#### Exercise instructions:
Each line from the start of the listing below through the line containing "negative clicks: (272, 458)" should be reproduced exactly, with no others.

#### Given records:
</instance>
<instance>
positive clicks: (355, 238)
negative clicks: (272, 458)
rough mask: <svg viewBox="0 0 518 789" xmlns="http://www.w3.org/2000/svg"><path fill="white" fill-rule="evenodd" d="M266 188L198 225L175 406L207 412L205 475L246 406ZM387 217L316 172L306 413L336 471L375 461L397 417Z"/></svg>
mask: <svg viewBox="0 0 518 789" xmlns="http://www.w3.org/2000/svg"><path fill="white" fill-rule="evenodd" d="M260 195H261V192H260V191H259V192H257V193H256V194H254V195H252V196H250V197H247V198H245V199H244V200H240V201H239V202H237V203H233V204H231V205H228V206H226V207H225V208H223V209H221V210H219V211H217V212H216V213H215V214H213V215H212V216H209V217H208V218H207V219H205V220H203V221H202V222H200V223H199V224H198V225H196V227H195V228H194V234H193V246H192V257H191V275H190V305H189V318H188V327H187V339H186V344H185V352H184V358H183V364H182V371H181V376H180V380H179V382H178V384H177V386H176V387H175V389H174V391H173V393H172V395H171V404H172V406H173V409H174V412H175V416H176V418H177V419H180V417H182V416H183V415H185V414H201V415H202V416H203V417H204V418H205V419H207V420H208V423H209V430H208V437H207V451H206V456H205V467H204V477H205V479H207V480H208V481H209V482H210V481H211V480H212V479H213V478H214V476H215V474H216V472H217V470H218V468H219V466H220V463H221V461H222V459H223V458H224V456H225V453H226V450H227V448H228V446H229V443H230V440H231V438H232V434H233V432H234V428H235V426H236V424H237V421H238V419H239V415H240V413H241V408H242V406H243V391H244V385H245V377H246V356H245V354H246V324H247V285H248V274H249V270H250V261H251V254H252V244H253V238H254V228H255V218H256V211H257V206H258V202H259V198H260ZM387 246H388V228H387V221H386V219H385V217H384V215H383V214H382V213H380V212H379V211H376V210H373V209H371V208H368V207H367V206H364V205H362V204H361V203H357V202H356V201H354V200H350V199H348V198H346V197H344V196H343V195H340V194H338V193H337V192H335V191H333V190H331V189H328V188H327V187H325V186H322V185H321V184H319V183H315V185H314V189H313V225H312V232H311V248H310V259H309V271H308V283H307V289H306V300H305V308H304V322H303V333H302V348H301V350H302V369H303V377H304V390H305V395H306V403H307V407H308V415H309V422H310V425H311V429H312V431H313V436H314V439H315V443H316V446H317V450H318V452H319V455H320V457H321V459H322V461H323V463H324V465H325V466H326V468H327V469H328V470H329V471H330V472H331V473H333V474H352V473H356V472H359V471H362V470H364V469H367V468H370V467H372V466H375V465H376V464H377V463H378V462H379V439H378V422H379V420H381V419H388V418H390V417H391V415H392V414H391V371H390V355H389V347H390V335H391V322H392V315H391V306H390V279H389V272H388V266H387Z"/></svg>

#### Answer space:
</instance>
<instance>
positive clicks: (355, 238)
negative clicks: (272, 458)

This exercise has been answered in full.